Work instructions:
Answer each question using the landfill leachate text below.
(a) What substance was added directly to raise the leachate's pH, and at what concentration?
(b) Which compound served as the nitrogen source, and how much of it was added?
(c) At what wavelength was optical density measured to represent biomass?

Page excerpt:
+-------+

Flocculation of TOC and TN in landfill leachate by increasing pH
Initial pH 4.5 of landfill leachate was gradually increased to 7.0, 8.0, 9.0, 10.0 by directly adding 1mol/L sodium hydroxide, respectively, and after standing two hours, the supernatant of landfill leachate at pH 9 was used to culture R. palustris.
Effects of nutrients added on the growth of Rhodopseudomonas palustris
The supernatant of 1500 mL landfill leachate at pH 9 was added 3.0 g/L sodium acetate as carbon source, 1.0 g/L urea as nitrogen source, or 1.0 g/L disodium phosphate as phosphorus source, respectively, and then inoculated with 450 mL of R. palustris (v/v, 30%) prepared and initial pH was adjusted to 8.0, which was divided into 100 mL transparent plastic bottle to anaerobic culture R. palustris under sunlight outdoor at the temperature from 20[degrees]C to 40[degrees]C. The samples of culture solution were taken every day to measure optical density at wavelength of 500 nm (OD500nm) on a spectrophotometer (722s, Chain) to represent biomass of R. palustris, pH (PHS-25, Leici, Chain), TOC and TN. The average values of three samples with the standard deviation were indicated in figures.

+-------+

Supplied entries:
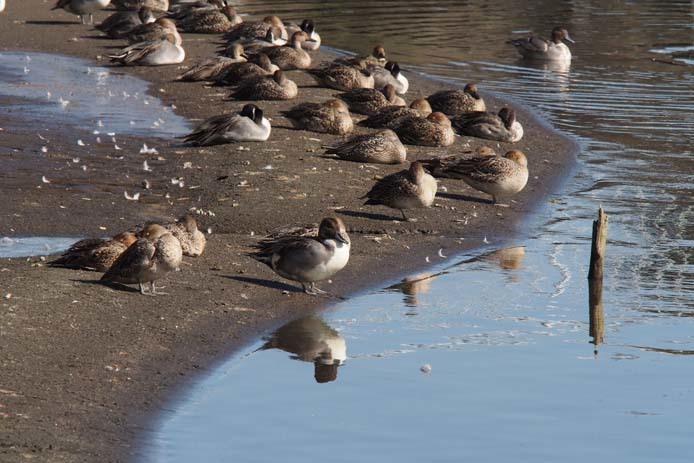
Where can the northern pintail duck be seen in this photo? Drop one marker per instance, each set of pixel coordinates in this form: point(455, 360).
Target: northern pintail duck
point(408, 189)
point(94, 254)
point(122, 23)
point(256, 29)
point(185, 230)
point(434, 130)
point(148, 259)
point(370, 101)
point(212, 21)
point(156, 30)
point(492, 174)
point(237, 73)
point(501, 127)
point(274, 87)
point(157, 5)
point(455, 102)
point(307, 25)
point(342, 77)
point(377, 58)
point(331, 116)
point(212, 68)
point(152, 53)
point(310, 339)
point(82, 8)
point(390, 116)
point(390, 75)
point(382, 147)
point(290, 56)
point(308, 260)
point(537, 48)
point(248, 125)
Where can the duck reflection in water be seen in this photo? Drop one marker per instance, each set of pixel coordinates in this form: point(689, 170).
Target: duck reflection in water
point(310, 339)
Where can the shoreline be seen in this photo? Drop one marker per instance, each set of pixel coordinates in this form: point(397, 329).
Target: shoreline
point(88, 370)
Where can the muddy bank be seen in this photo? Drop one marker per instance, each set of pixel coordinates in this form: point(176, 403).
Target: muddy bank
point(86, 367)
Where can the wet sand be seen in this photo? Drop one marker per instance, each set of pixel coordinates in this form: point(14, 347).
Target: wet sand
point(87, 368)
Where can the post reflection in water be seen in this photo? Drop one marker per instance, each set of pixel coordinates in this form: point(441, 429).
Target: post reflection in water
point(310, 339)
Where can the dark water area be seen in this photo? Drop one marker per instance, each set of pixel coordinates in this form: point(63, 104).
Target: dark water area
point(487, 356)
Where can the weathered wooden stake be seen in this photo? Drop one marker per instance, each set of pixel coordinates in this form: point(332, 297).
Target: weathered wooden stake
point(597, 250)
point(597, 256)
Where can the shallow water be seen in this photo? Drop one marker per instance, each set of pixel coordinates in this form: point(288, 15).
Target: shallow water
point(47, 89)
point(505, 331)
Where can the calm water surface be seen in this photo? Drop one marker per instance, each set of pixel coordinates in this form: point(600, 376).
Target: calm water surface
point(487, 356)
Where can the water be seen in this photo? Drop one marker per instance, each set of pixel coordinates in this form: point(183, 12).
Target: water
point(505, 329)
point(47, 89)
point(26, 246)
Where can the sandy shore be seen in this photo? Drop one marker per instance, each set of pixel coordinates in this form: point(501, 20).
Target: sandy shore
point(86, 368)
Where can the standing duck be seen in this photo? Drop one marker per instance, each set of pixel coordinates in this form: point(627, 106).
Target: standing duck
point(307, 259)
point(290, 56)
point(82, 8)
point(94, 254)
point(370, 101)
point(382, 147)
point(455, 102)
point(408, 189)
point(248, 125)
point(537, 48)
point(148, 259)
point(492, 174)
point(331, 116)
point(275, 87)
point(434, 130)
point(501, 127)
point(390, 75)
point(152, 53)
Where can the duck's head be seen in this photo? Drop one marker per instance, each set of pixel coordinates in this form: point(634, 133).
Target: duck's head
point(333, 228)
point(518, 157)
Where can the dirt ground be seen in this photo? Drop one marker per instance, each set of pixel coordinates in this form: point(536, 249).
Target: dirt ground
point(85, 367)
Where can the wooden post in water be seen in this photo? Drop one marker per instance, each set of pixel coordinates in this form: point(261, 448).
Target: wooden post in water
point(597, 255)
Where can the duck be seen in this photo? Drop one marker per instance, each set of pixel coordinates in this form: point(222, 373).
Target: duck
point(275, 87)
point(537, 48)
point(342, 77)
point(490, 173)
point(157, 5)
point(82, 8)
point(370, 101)
point(212, 68)
point(310, 339)
point(152, 53)
point(377, 58)
point(185, 230)
point(148, 259)
point(455, 102)
point(247, 125)
point(307, 259)
point(290, 56)
point(390, 116)
point(382, 147)
point(499, 127)
point(390, 75)
point(93, 253)
point(211, 21)
point(433, 130)
point(237, 73)
point(256, 29)
point(155, 31)
point(121, 23)
point(307, 25)
point(332, 116)
point(408, 189)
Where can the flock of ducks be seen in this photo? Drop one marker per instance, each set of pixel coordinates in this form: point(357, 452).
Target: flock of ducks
point(254, 64)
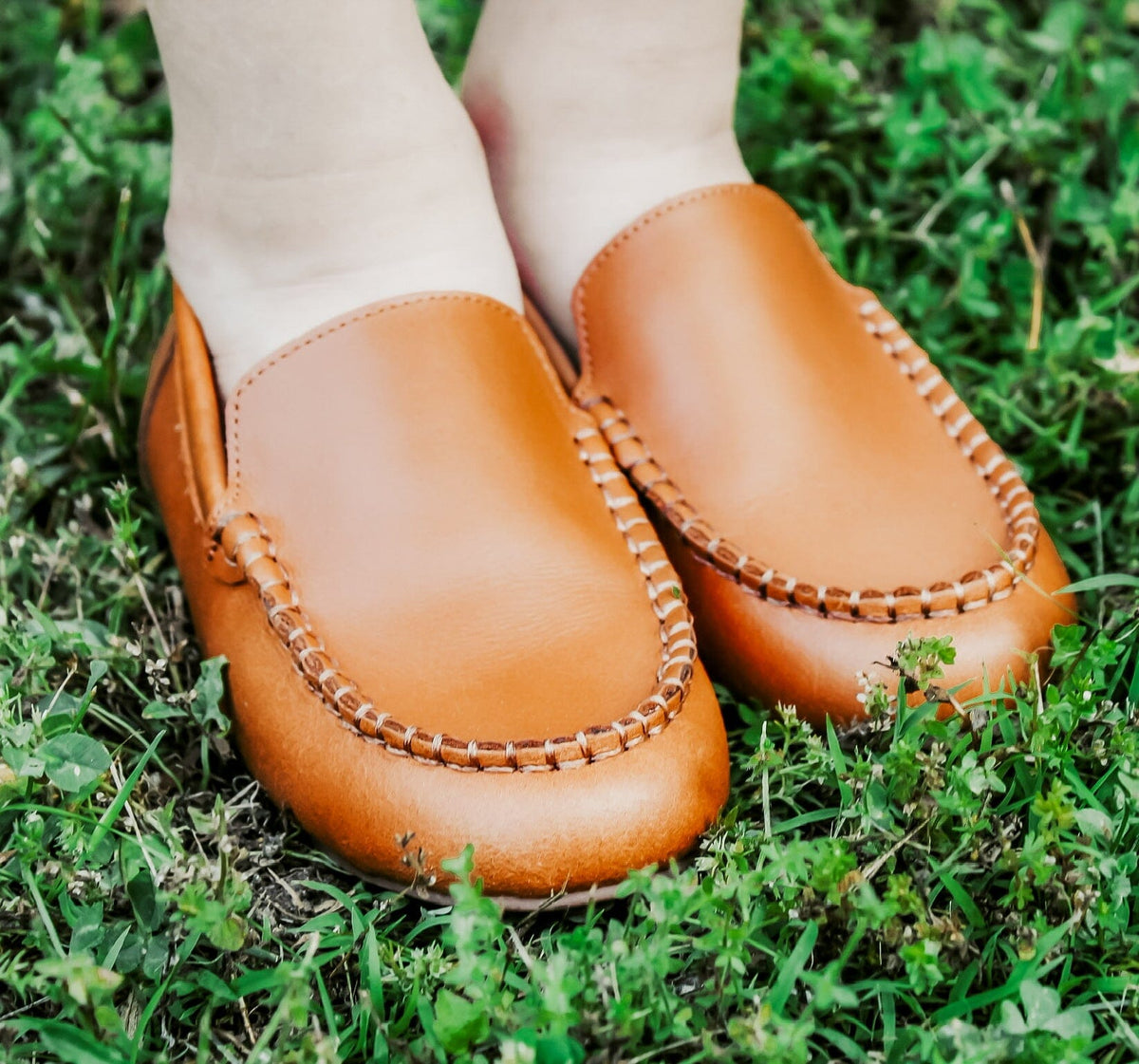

+-------+

Result:
(a) Sodium hydroxide at 1 mol/L.
(b) Urea, at 1.0 g/L.
(c) 500 nm.